## Page excerpt

------------------------

# Significant changes in body shape after pregnancy



## TinyTum (Oct 1, 2010)

Five years ago I weighed about 16 and a half stone (231 lbs), and was at my fattest ever at that time. I didn't keep fit either and was beginning to look rather 'out of condition'. It got to a point where I knew I needed to do something and this is when I began swimming regularly. My weight stabilised around 16 stone and I although was happy at that weight I chose to go on a diet to lose more weight in order to try for a baby. 

But when I look at old photos from that time I don't appear any bigger than I am today. For one, I had much bigger breasts back then. I had a fat tummy which when relaxed would protrude slightly further forward than my boobs but I could 'suck it in' and appear instantly slimmer for photos. My tummy used to be tight and round, without the flabby belly hang that I have now. :blush:

I was 14 stone 9 lbs (205 lbs) when I became pregnant. Nothing could have prepared me for feeling so hungry during the pregnancy, plus I had no morning sickness. I put on all of the weight that I had lost and weighed over 18 stone at 40 weeks (250+ lbs). 

The next bit is very sad. I'm not looking for sympathy but need to explain why I couldn't breastfeed etc. We lost our precious baby at 41 weeks and he was stillborn a few days later.




This was almost 3 years ago. My weight plummeted mostly due to grief but I was also seriously ill with acute pancreatitis and admitted back into hospital just 6 weeks after I'd given birth. I totally lost my appetite for food.

Sometimes it feels like a long time ago, other times like yesterday. Overall, I am coping much better in general. Still get some bad days. A year ago I had an early miscarriage and comfort ate initially but then found my old appetite for food (and life - the miscarriage gave me the hope that I could become pregnant again) and let my weight creep all the way back to 16 stone! I'm down 7 lbs from this now.

I'm amazed how much my body shape has changed. I never expected my breasts to shrink - particularly as I didn't breastfeed (took tablets to prevent my breastmilk from coming in). I knew I'd end up with some belly hang (genetic trait) but never imagined how much fatter my belly would be. I have blouses which fit before but no longer button up over my belly! It's as if the weight loss from my breasts has gone straight to my belly. I'm not unhappy with my new shape anymore than I was with my old shape. It's just different. 

On the positive side, when something terribly bad happens to you it really puts a perspective on what is important in life. I'm happier with my body now than I've ever been in my life. I enjoy being fat - it makes me feel sexy and feminine. I no longer suck in my tummy for photos (haha it's pointless even trying it still looks big ). My profile pic is of me actually sitting down! In the past I'd have avoided that pose or tried to hide my big belly with my rucksack. Perhaps this is why I don't look so fat in my old photos? 

Most importantly of all, I had the courage to finally 'come out' to my husband and tell him exactly how I felt about my body. 

Sorry for such a long post!


----------



## toni (Oct 1, 2010)

*hugs* Sorry for your loss. 

I have two children, they are nine years apart. It took my body 4 to 5 years to sort of bounce back after the first pregnancy. My youngest is two years old. My body is slowly getting back to where it should be. I had the most gain in my arms and legs. 

I am experiencing the shrinking boobies thing too. I don't know what the hell is going on with that. I didn't breast feed and I "dried up" naturally. I weigh 30 lbs more now than when I got pregnant and the girls are smaller. So sad....

I am happy you love yourself and your body. That is half the battle won in life. Good luck with getting pregnant again.


----------



## TinyTum (Oct 2, 2010)

Hi Toni,

Thanks for your reply. 

It's not that my boobs are particularly small (not much of me is!), I just didn't expect them to shrink quite as much as they have. It must've been the pregnancy hormones. <big sigh>

You're right about loving your body being half the battle in life. I think that the other half of the battle is convincing your mum (or whoever else is close to you) that you're happy as you are.


----------



## October (Oct 14, 2010)

Tiny, 

I am so sorry to hear about the loss of your precious son. My heart truly goes out to you and I will keep you in my thoughts and prayers. 

Sincerely, 

October


----------

------------------------

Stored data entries
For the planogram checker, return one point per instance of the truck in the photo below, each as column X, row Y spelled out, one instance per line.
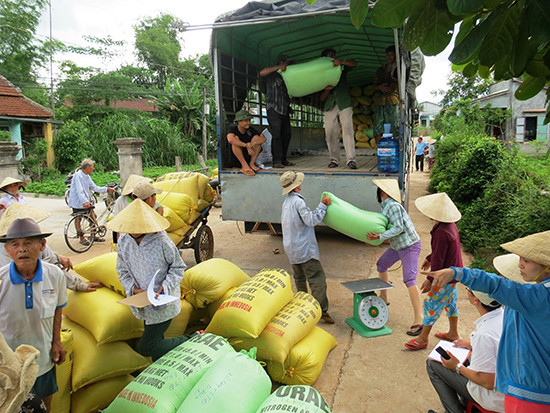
column 248, row 39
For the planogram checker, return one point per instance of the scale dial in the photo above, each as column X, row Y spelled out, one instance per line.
column 373, row 312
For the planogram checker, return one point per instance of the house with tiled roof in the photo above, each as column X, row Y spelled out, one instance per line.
column 24, row 118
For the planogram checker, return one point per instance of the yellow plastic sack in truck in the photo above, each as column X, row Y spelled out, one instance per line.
column 305, row 361
column 101, row 269
column 206, row 282
column 252, row 305
column 288, row 327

------------------------

## What you need to do
• A. Decide whether each statement agrees with the thread, answering yes or no and quoting the words that settle it: (i) The first poster breastfed after the birth. (ii) toni gained the most weight in the arms and legs. (iii) The first poster weighed 14 stone 9 lbs on becoming pregnant.
• B. Answer these questions from the thread:
(i) What illness put the first poster back in the hospital six weeks after giving birth?
(ii) How old is toni's youngest child?
(iii) Who wrote the post dated Oct 14, 2010?
• C. Copy out the part of the thread that opens with the words containing "Sorry for such" and closes with "smaller. So sad....".

## Solutions for each task
• A.
(i) No: "I didn't breastfeed (took tablets to prevent my breastmilk from coming in)"
(ii) Yes: "I had the most gain in my arms and legs."
(iii) Yes: "I was 14 stone 9 lbs (205 lbs) when I became pregnant."

• B.
(i) Acute pancreatitis
(ii) Two years old
(iii) October

• C.
Sorry for such a long post!


----------



## toni (Oct 1, 2010)

*hugs* Sorry for your loss. 

I have two children, they are nine years apart. It took my body 4 to 5 years to sort of bounce back after the first pregnancy. My youngest is two years old. My body is slowly getting back to where it should be. I had the most gain in my arms and legs. 

I am experiencing the shrinking boobies thing too. I don't know what the hell is going on with that. I didn't breast feed and I "dried up" naturally. I weigh 30 lbs more now than when I got pregnant and the girls are smaller. So sad....